Zindziswa “Zindzi” Mandela was born on December 23, 1960 in Soweto Township near the South African city of Johannesburg to former South African President Nelson and freedom fighter Winnie Mandela. On July 13, 2020, Zindzi Mandela died at a hospital in Johannesburg at the age of 59. The family revealed that she tested positive for COVID-19 on the day of her death.
Mandela was eighteen months old when her father was sent to prison and was three when he was sentenced to life on Robben Island. She was often cared for by her sisters in her youth when her mother was sent to prison for her continued opposition to apartheid. When her mother was banished to the Orange Free State, one of the previous four provinces of South Africa, Mandela was sent to live there. At the age of twelve, Mandela wrote to the United Nations, asking for clemency for her parents from the South African authorities. She completed her education at a boarding school called The Waterford KaMhlaba United World College of Southern Africa in Swaziland, and wrote poetry that was published in the book Black As I Am in 1978.
Mandela then attended the University of Cape Town, earning her Bachelors’ in Law degree in 1985. She then became her father’s emissary and anti-apartheid activist in her own right and was chosen to read his refusal letter to an offer of conditional release in 1985 in Soweto. As a member of the Release Mandela campaign, Mandela was recruited as an underground operative for the uMkhonto we Sizwe, the armed wing of the African National Congress (ANC). Mandela served as a stand-in First Lady of South Africa between 1996 to 1998, a period of time when her father was unmarried, and also served as Deputy President of the Soweto Youth Congress.
Mandela was first married to Zwelibanzi Hlongwane in 1982, but later divorced. She married Molapo Motlhajwa in March 2013. In 2014 Mandela was appointed South Africa’s Ambassador to Denmark. In June of 2019, Mandela was scrutinized for harsh words on her Twitter account, calling for the return of the white-owned land to South Africa’s dispossessed Black majority. She was subsequently ordered by Foreign Minister Naledi Pandor to “conduct herself as a diplomat,” to which Mandela replied the she was not accountable to any white man or woman for her personal views. She was set to take on the post as ambassador to Liberia at the time of her death.
Zindiswa Mandela is survived by her sister Zenani, two half siblings, Makgatho and Makaziwe, her husband and her four children, Zoleka, Zondwa, Bambatha, and Zwelabo.

(Questions):
1 - In the biography of Zindzi Mandela, from which university did she earn her Bachelors' in Law degree?
2 - Reproduce the biography of Zindzi Mandela word for word, everything from "Mandela was eighteen" down to "Am in 1978.".

Recorded data:

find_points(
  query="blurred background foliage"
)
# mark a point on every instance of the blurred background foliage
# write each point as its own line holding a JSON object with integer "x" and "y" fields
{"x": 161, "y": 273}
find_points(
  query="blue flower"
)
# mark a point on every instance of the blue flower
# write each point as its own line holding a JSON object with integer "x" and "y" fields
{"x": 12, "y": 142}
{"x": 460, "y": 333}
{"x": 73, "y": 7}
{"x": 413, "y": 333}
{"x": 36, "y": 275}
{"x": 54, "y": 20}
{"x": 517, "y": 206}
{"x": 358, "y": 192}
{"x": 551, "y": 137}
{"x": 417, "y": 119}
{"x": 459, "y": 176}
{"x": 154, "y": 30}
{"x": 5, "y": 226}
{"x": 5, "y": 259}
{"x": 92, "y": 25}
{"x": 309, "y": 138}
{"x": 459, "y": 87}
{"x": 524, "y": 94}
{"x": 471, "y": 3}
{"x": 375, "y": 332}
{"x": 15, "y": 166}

(Answers by task):
1 - The University of Cape Town

2 -
Mandela was eighteen months old when her father was sent to prison and was three when he was sentenced to life on Robben Island. She was often cared for by her sisters in her youth when her mother was sent to prison for her continued opposition to apartheid. When her mother was banished to the Orange Free State, one of the previous four provinces of South Africa, Mandela was sent to live there. At the age of twelve, Mandela wrote to the United Nations, asking for clemency for her parents from the South African authorities. She completed her education at a boarding school called The Waterford KaMhlaba United World College of Southern Africa in Swaziland, and wrote poetry that was published in the book Black As I Am in 1978.